§ **WORK INSTRUCTIONS**:
Revise the passage on Jacob's dream from "And then Jesus" through "of it here.", replacing "Old Testament" with "Hebrew Bible".

But in any event, Jesus doesn’t react to that, but he comes right back at him.  Homes in.  “You’ll see more than this, Nathanael.  Just hang around for a while and see.” 

And then Jesus evokes the image of the dream of Jacob in the Old Testament, the 28th chapter of Genesis, the Father of the Twelve Tribes, the man who wrestled through the night with God.

You know, as a side note, in Luke 24 on the afternoon of Easter Day the risen Jesus meets up with a couple of his extended group of disciples on the road from Jerusalem to Emmaus.  They have a conversation about the events of that day, and the disciples really seem in the dark about what it all means.  And Jesus tells them that it all was foretold in advance in the scriptures.  In what we would call the Old Testament.  They’re still puzzled, so then in verse 27 Luke says, “beginning at Moses and all the prophets, he expounded unto them, in all the scriptures, the things concerning himself.”  A conversation I’m sure every Christian would love to overhear.  But we get hint of it here.

This is a pivotal moment in Jacob’s story.  He’s just played a strange trick on his father and managed to acquire for himself the special blessing of inheritance that had been intended for his brother Esau.  When Esau finds out he is enraged, and Jacob has to run for his life.  Without any sense of where he can go to find safety, Jacob is out on the road until nightfall.  And then that night, his dream.

Jacob left Beer-sheba, and went toward Haran.  And he came to a certain place, and stayed there that night, because the sun had set. Taking one of the stones of the place, he put it under his head and lay down in that place to sleep.  And he dreamed [and here it is] that there was a ladder set up on the earth, and the top of it reached to heaven; and behold, the angels of God were ascending and descending on it!  And behold, the Lord stood above it and said, “I am the Lord, the God of Abraham your father and the God of Isaac; the land on which you lie I will give to you and to your descendants; and your descendants shall be like the dust of the earth, and you shall spread abroad to the west and to the east and to the north and to the south; and by you and your descendants shall all the families of the earth bless themselves.  Behold, I am with you and will keep you wherever you go, and will bring you back to this land; for I will not leave you until I have done that of which I have spoken to you.” Then Jacob awoke from his sleep and said, “Surely the Lord is in this place; and I did not know it.”  And he was afraid, and said, “How awesome is this place! This is none other than the house of God, and this is the gate of heaven.”

So, Jesus.  Hang around, Nathanael.  Walk along this road back toward our little country villages.   And see Jacob’s dream come to life and fulfillment, in what you see in me.   The joining of heaven and earth, the miracle of Christmas, the Manifestation of Epiphany.

§ **RECORDED INFORMATION**:
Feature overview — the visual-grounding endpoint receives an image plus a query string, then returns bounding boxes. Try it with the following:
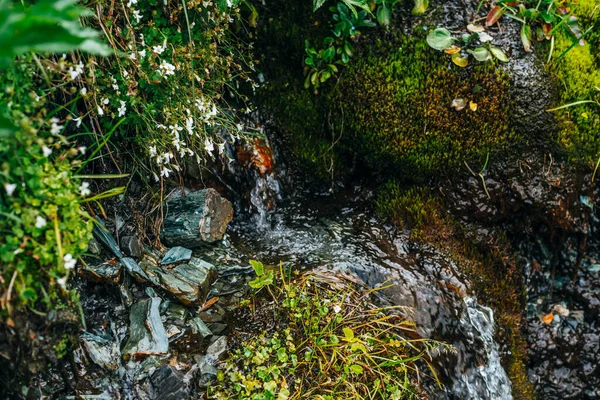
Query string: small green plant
[209,271,451,400]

§ **RESULT FOR THIS TASK**:
And then Jesus evokes the image of the dream of Jacob in the Hebrew Bible, the 28th chapter of Genesis, the Father of the Twelve Tribes, the man who wrestled through the night with God.

You know, as a side note, in Luke 24 on the afternoon of Easter Day the risen Jesus meets up with a couple of his extended group of disciples on the road from Jerusalem to Emmaus.  They have a conversation about the events of that day, and the disciples really seem in the dark about what it all means.  And Jesus tells them that it all was foretold in advance in the scriptures.  In what we would call the Hebrew Bible.  They’re still puzzled, so then in verse 27 Luke says, “beginning at Moses and all the prophets, he expounded unto them, in all the scriptures, the things concerning himself.”  A conversation I’m sure every Christian would love to overhear.  But we get hint of it here.